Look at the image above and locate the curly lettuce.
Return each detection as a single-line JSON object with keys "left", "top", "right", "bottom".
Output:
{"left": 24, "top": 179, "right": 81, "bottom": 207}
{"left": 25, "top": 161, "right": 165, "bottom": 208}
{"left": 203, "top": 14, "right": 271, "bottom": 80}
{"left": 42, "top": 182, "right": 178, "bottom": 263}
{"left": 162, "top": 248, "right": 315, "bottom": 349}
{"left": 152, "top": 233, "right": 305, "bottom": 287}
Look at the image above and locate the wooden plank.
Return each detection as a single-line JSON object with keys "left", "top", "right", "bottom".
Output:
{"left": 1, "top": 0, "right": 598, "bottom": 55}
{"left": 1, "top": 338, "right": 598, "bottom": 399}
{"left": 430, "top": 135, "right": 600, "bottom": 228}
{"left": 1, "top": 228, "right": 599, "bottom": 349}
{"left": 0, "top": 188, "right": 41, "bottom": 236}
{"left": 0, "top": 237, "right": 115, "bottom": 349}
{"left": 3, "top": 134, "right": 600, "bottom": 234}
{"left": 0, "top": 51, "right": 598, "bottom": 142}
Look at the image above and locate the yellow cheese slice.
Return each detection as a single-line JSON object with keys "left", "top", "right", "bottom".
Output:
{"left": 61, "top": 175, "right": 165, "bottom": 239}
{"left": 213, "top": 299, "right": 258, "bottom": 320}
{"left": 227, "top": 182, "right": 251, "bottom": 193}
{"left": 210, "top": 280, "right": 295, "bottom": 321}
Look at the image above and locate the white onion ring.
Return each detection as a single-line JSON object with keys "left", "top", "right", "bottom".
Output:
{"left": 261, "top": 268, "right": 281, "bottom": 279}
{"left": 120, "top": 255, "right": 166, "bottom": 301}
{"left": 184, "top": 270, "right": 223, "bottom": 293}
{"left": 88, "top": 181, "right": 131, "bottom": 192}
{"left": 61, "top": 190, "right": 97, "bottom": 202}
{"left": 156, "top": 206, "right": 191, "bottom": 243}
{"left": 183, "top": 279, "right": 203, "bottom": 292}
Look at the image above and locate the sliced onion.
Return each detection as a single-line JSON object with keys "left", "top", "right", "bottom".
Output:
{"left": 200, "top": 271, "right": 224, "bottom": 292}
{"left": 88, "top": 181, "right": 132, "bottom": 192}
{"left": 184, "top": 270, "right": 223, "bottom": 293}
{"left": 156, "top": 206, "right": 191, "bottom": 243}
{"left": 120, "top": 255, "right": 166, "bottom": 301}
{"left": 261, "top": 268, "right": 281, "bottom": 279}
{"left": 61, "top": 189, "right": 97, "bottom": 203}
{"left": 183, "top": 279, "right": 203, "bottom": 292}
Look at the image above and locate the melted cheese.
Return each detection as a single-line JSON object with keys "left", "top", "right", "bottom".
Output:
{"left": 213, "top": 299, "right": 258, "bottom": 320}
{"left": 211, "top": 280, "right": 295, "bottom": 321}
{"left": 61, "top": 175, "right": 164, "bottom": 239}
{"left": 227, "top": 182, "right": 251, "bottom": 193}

◆ ◆ ◆ ◆ ◆

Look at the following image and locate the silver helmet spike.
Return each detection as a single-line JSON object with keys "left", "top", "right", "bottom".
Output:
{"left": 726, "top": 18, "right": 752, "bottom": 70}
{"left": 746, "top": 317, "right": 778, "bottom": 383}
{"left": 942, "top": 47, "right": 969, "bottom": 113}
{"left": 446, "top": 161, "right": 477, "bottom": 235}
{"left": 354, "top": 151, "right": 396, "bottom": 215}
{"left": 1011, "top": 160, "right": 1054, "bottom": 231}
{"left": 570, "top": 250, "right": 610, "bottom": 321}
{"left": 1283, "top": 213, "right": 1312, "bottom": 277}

◆ ◆ ◆ ◆ ◆

_Work to complete_
Each line of the entries where the string "cheese" occurs should be shown.

_Reply to the task_
Look at the image above and locate the yellow cheese slice.
Look at the image above and locate the melted cheese.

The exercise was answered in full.